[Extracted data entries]

------

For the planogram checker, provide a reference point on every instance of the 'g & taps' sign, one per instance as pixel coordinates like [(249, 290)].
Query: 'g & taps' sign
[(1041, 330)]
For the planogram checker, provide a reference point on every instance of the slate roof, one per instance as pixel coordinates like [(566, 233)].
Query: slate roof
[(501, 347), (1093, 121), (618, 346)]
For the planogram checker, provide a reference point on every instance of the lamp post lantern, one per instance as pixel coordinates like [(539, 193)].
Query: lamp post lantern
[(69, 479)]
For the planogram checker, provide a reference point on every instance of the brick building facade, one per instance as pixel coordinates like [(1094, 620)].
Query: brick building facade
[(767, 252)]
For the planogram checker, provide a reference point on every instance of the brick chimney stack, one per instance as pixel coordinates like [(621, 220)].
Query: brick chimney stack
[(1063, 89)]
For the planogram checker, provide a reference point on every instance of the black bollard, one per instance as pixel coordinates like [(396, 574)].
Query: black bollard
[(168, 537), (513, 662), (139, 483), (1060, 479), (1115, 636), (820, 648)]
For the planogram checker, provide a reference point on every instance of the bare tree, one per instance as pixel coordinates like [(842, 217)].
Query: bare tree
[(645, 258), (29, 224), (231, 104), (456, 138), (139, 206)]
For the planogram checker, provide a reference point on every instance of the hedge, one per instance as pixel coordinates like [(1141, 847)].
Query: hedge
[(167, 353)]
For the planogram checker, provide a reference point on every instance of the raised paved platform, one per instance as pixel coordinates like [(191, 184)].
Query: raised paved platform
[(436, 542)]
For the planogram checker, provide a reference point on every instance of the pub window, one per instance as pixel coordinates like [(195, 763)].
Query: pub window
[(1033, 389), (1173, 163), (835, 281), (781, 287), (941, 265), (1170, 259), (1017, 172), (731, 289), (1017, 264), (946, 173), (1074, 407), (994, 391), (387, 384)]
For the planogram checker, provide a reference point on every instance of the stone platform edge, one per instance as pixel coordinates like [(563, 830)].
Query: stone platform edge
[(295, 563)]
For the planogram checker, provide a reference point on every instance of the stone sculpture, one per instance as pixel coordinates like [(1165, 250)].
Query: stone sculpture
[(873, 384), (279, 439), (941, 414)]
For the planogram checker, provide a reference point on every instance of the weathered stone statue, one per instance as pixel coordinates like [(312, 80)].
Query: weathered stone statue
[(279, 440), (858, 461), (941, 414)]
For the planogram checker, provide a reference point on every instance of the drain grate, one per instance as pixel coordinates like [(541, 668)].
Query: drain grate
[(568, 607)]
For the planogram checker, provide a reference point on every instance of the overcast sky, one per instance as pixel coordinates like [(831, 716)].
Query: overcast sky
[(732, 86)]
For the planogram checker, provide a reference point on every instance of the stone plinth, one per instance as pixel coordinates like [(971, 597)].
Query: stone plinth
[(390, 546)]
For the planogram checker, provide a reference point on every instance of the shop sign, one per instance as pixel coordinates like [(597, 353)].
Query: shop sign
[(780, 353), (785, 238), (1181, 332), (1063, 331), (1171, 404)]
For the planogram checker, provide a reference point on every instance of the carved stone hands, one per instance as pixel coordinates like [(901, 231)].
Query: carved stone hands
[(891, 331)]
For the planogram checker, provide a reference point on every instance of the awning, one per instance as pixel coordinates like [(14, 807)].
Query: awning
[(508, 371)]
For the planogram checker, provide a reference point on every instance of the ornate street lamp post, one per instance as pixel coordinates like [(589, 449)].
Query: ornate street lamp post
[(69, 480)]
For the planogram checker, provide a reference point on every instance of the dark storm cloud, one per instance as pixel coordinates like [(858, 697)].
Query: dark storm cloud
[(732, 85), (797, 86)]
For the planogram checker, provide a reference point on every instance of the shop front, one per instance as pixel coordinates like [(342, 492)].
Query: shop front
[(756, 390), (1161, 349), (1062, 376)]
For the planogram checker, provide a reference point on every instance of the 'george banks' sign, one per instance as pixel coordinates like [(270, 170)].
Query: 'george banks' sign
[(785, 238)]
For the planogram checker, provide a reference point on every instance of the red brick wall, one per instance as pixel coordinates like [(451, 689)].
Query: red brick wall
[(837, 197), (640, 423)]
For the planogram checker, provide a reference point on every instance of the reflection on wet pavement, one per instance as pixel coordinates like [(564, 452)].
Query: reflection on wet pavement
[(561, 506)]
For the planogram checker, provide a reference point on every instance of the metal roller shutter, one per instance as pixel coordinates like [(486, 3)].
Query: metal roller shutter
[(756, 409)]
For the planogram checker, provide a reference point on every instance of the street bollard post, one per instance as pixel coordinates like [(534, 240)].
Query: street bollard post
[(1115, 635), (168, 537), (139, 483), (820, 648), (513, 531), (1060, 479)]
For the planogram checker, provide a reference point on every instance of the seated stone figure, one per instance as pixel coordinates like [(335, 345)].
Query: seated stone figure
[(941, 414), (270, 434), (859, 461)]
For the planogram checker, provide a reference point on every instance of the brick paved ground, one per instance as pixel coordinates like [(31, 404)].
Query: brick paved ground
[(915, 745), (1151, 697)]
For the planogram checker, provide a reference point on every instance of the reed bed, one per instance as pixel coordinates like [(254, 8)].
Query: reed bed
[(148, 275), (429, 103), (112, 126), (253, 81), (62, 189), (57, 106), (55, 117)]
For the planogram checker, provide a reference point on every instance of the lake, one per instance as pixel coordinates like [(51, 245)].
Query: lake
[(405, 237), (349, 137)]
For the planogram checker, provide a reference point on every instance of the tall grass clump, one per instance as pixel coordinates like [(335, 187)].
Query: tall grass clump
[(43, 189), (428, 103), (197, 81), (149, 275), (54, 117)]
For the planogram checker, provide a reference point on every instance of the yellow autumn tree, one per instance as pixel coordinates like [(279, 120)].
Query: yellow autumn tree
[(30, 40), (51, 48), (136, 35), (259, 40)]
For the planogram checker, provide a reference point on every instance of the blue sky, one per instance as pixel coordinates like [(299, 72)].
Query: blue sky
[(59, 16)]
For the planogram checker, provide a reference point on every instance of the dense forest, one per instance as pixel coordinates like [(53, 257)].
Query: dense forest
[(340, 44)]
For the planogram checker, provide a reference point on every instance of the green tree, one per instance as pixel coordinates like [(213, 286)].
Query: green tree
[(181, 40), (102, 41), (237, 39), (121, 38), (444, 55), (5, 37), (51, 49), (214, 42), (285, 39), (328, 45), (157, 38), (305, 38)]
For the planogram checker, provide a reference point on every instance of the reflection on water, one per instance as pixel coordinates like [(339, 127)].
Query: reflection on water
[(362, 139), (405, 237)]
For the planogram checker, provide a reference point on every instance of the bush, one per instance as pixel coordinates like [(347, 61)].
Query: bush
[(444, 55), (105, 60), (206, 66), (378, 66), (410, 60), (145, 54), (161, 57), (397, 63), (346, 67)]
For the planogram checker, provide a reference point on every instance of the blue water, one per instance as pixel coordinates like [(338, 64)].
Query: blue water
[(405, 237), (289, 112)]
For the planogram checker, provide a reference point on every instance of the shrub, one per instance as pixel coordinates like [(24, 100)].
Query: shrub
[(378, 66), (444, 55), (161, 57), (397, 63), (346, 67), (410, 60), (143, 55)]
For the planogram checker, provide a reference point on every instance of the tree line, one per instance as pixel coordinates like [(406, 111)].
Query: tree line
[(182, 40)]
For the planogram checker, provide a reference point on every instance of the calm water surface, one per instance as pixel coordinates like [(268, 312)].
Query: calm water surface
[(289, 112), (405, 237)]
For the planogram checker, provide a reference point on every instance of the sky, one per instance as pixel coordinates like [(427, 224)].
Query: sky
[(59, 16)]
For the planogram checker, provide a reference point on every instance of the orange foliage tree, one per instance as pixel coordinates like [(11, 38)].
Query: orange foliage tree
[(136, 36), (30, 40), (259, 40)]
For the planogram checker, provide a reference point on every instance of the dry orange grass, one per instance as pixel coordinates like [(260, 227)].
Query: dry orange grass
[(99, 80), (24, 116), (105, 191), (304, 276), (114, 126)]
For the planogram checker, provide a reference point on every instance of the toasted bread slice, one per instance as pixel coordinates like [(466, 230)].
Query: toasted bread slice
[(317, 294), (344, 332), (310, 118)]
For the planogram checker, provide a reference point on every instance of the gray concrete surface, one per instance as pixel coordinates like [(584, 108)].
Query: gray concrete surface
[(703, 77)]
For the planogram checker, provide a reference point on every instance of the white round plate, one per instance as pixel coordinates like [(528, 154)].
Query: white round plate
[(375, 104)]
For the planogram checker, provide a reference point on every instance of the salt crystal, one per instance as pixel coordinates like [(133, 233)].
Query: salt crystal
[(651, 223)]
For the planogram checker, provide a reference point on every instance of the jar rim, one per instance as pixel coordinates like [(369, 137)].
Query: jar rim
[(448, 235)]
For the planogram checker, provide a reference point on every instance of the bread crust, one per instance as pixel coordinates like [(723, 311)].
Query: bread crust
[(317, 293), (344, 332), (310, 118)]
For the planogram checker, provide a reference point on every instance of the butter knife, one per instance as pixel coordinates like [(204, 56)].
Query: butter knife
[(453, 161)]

------

* [WORK TASK]: Set down, exactly as they appear above, all lines from the one that has "Query: overcast sky" down to the one that has "like [(597, 353)].", including those two and no others.

* [RESULT OF THE EXERCISE]:
Query: overcast sky
[(732, 86)]
For the planogram checker, provide a reference point on every instance of the stone plinth, one per instance as pixel coordinates like [(971, 597)].
Query: stone plinth
[(390, 546)]
For the planogram checker, provide a reference point on every instance of the shop sign, one per instance as pixel coordinates like [(597, 353)].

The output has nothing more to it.